Set of tasks
**a.** In the post on the Kiobel case, on what date were the final hearings held before the Dutch District Court in The Hague?
**b.** Render the records from the line with "Task: set a pin on each instance of the purple" to the line with "point(124, 447)" as a JSON list of strings, one string per line, leaving out blank lines.

Document passage
________________________

Editor's note: Mercedes
is a recent graduate of the LL.B. dual-degree programme English and
German Law,
which is taught jointly by University College London (UCL) and the
University
of Cologne. She will sit the German state exam in early 2022. Alongside
her
studies, she is working as student research assistant at the Institute
for International
and Foreign Private Law in Cologne. Since September 2020, she joined the
Asser Institute as a research intern for the Doing Business Right project
On 25
September 2020, the final hearings in the Kiobel case took place before
the Dutch District Court in The Hague. This case dates back to 25 years ago; and
the claimants embarked on a judicial journey that led them from the US to the
Netherlands. On 16 October 2020, the TMC Asser Institute hosted an online
roundtable discussion to present and discuss the arguments raised before the
Dutch court. The three panelists, Tara
Van Ho from Essex University, Tom de
Boer from Prakken d’Oliveira, and Lucas Roorda from
Utrecht University each provided their stance on the case and analyzed the
past, the present and the main issues of the proceedings.
Depending on the outcome of the case, Kiobel could
pave the way for further business human rights litigation in Europe. It raises
questions ranging from jurisdiction, applicable law, parent company liability
and fee arrangements to state sovereignty and the responsibility of former
colonial states vis à vis countries that emerged from colonial rule. Below you
will find the highlights of our discussion, you can also watch the full video
on the Asser Institute’s YouTube channel.
I. The
Nigerian government, the Ogoni Nine and Shell
The
factual basis of this case was discussed in a previous
post. To summarize briefly (for much longer and
comprehensive takes on the case see Amnesty International reports here and here): The
courts are concerned with the liability of Royal Dutch Shell, an Anglo-Dutch
company, for aiding and abetting various human rights abuses committed by the
Nigerian Government against the ‘Ogoni Nine’ in 1995. At that time, Shell was involved
in the large-scale extraction of oil in the Niger Delta. This activity caused immense
environmental harm to the area, which led the local community to protest
against Shell. A protest group, the Movement for the Survival of the Ogoni
People (MOSOP), was formed; its leaders, the Ogoni Nine, were subsequently
detained and prosecuted for murder. After a sham trial, the Ogoni Nine were
sentenced to death and executed. It is the deceased’s widows, Esther Kiobel,
Victoria Bera, Blessing Ken Nordu, Charity Levula, who now
bring the claim against Shell; first before the US, and now before the Dutch
courts.

________________________

Information supplied
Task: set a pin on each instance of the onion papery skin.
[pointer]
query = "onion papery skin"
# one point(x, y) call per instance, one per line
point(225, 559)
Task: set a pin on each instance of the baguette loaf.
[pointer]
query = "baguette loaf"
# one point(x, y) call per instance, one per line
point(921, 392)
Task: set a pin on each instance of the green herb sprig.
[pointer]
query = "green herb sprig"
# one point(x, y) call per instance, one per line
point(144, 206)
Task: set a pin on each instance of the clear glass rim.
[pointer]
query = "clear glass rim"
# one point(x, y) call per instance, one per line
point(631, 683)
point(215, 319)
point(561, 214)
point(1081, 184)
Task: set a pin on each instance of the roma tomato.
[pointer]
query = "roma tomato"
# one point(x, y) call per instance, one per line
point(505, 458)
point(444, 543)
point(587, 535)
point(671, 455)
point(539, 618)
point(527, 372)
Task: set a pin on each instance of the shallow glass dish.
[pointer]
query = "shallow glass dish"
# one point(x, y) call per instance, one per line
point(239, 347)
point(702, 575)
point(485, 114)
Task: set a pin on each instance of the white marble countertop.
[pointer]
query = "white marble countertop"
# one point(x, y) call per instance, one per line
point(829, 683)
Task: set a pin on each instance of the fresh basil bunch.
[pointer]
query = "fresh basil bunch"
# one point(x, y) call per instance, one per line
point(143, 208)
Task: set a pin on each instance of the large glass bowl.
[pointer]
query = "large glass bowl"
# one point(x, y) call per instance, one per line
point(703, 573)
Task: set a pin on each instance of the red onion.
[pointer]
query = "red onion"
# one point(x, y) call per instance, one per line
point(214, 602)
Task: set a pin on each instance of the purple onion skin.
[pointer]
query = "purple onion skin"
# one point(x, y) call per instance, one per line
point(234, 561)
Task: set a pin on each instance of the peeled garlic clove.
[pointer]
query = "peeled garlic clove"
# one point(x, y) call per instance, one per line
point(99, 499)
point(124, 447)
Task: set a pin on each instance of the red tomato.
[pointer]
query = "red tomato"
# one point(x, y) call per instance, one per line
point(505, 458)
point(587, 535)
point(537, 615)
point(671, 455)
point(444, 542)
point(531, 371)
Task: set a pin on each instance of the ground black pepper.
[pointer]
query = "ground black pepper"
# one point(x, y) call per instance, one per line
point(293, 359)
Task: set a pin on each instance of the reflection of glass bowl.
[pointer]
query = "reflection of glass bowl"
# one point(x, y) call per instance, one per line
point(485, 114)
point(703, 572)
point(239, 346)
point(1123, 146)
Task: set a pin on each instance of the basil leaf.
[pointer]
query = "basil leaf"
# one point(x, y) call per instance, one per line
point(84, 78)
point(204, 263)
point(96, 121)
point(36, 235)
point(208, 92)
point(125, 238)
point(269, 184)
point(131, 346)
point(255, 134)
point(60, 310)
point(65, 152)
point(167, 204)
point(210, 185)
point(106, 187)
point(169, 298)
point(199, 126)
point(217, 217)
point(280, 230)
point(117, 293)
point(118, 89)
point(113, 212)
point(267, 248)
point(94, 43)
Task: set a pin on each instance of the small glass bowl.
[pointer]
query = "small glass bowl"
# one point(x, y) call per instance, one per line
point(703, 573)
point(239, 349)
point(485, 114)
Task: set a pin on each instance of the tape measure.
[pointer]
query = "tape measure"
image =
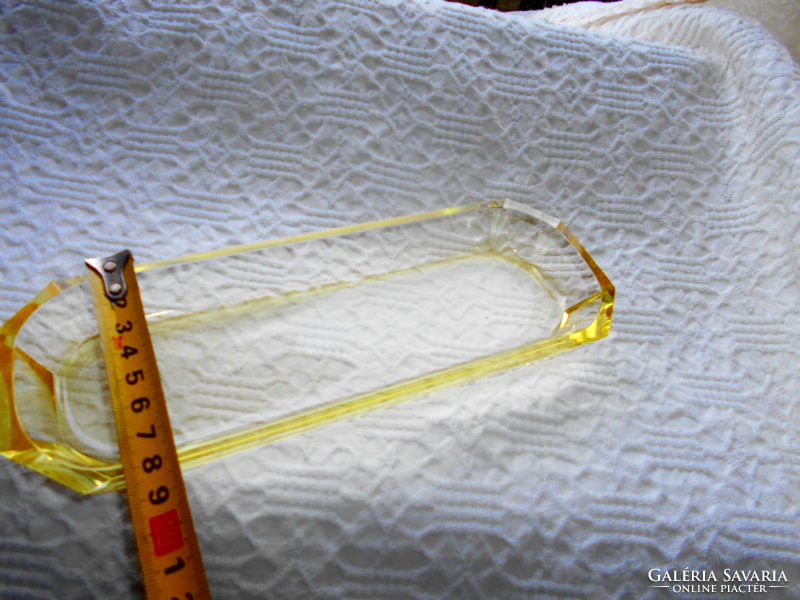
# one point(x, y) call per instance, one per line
point(166, 542)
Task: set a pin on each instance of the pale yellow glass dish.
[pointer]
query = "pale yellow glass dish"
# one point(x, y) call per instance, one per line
point(258, 342)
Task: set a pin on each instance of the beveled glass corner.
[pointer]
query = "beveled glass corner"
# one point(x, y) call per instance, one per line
point(258, 342)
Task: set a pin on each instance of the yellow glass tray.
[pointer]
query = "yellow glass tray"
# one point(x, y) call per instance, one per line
point(262, 341)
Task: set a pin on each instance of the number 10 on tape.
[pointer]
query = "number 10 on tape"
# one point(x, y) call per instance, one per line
point(169, 555)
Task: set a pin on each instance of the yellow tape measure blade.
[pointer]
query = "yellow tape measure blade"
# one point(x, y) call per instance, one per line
point(169, 554)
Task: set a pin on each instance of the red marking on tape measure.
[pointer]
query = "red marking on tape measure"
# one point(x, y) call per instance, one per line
point(166, 531)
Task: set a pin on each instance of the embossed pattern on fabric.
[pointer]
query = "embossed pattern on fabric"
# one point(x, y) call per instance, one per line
point(174, 128)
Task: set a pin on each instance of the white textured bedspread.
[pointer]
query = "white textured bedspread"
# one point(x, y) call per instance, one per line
point(666, 136)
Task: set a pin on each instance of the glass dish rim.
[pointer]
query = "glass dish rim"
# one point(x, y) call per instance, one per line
point(89, 475)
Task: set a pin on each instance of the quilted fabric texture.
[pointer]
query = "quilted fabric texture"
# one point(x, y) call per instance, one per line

________________________

Written responses
**a.** 25 September 2020

**b.**
[
  "Task: set a pin on each instance of the purple onion skin.",
  "[pointer]",
  "query = \"purple onion skin\"",
  "# one point(x, y) call per instance, one per line",
  "point(234, 561)",
  "Task: set a pin on each instance of the peeled garlic clove.",
  "[pointer]",
  "query = \"peeled garlic clove\"",
  "# one point(x, y) call per instance, one per line",
  "point(99, 499)",
  "point(124, 447)"
]